### Source document
First Rust project: Command line tool

Hello all,
I would highly appreciate some constructive criticism on my first project. It is a command line tool to handle PDB files (a special file format used for storing information on proteins, DNA and the like) and manipulate them in a way that makes them useful as input for another program (ORCA quantum chemistry package).
Since it is a very niche use case, I have not published it on crates.io but rather on my own repo:
theDoctor/pdbman: Utility tool to handle PDB files and use them as input for QM/MM calculations in ORCA - pdbman - Codeberg.org

It is not quite "finished" (at least from my current point of view) but basically all of the features I wanted are implemented and by now I mostly fuss about its structure, clarity, efficiency and the like so I figured a few pointers by people who are better at this than I am might be helpful before I get bogged down by needless small edits.

For trying it out I included a couple of PDB files in the assets folder.

I haven't put in the time to do a full review, but I do note that you're doing a lot of string comparisons instead of types, and have the same list of strings in a lot of places. I suggesting using enums instead. E.g.

use std::str::FromStr;
enum Residue {
    None,
    Sidechain,
    Backbone,
}

impl FromStr for Residue {
    // There are better `Err` approaches, but for illustration
    type Err = String;
    fn from_str(s: &str) -> Result<Self, Self::Err> {
        match s {
            "None" => Ok(Residue::None),
            "Sidechain" => Ok(Residue::Sidechain),
            "Backbone" => Ok(Residue::Backbone),
            _ => Err(format!("Residue '{}' is not recognized", s))
        }
    }
} 

And so on for aminos, etc. Then you can either convert everything to internal types upfront and benefit from the stronger typing. Or if you want to migrate graduallly or just be less invasive to the PDB type or something, you could attempt the conversion in each method.

use std::error::Error;
fn elsewhere(partial: &str) -> Result<(), Box<dyn Error>> {
    match Residue::from_str(partial)? {
        Residue::None => {},
        Residue::Sidechain => {},
        Residue::Backbone => {},
    }
    Ok(())

### Data extracts
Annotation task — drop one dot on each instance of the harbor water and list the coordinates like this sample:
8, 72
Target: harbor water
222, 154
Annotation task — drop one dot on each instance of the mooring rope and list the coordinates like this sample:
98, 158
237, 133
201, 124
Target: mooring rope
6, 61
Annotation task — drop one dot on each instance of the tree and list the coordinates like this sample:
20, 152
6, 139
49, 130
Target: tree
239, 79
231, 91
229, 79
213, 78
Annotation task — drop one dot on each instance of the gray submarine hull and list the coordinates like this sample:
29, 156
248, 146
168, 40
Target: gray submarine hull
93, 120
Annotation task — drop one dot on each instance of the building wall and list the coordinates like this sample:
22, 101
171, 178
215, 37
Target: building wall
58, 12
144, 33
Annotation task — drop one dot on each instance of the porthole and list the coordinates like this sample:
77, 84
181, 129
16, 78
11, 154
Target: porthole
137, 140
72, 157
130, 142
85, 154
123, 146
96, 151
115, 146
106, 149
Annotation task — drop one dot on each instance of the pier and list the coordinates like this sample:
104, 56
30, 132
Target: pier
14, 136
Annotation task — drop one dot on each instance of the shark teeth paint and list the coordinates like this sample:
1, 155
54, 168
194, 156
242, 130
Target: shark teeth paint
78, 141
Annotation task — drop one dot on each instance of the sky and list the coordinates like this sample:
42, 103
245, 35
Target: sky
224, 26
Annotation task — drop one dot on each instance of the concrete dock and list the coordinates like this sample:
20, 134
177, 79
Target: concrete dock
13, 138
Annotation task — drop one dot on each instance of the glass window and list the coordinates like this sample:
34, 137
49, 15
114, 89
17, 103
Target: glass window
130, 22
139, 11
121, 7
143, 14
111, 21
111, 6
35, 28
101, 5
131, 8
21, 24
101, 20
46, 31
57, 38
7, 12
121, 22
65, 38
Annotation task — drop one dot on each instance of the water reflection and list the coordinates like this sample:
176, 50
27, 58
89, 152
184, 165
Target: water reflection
--
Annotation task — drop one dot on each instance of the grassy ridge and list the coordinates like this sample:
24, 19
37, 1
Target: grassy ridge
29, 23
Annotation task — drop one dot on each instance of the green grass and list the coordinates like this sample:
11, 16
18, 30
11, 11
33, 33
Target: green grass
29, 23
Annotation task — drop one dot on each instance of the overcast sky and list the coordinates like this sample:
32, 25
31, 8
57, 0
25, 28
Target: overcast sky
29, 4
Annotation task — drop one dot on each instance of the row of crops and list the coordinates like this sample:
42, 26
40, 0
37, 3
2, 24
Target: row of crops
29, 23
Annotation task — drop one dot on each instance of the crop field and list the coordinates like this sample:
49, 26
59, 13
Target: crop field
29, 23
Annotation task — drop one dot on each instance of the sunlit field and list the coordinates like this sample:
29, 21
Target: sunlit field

### To do
Retype the portion of the forum thread on the PDB command line tool starting with "It is not quite" and going on through "enums instead. E.g.".

### Response for this exercise
It is not quite "finished" (at least from my current point of view) but basically all of the features I wanted are implemented and by now I mostly fuss about its structure, clarity, efficiency and the like so I figured a few pointers by people who are better at this than I am might be helpful before I get bogged down by needless small edits.

For trying it out I included a couple of PDB files in the assets folder.

I haven't put in the time to do a full review, but I do note that you're doing a lot of string comparisons instead of types, and have the same list of strings in a lot of places. I suggesting using enums instead. E.g.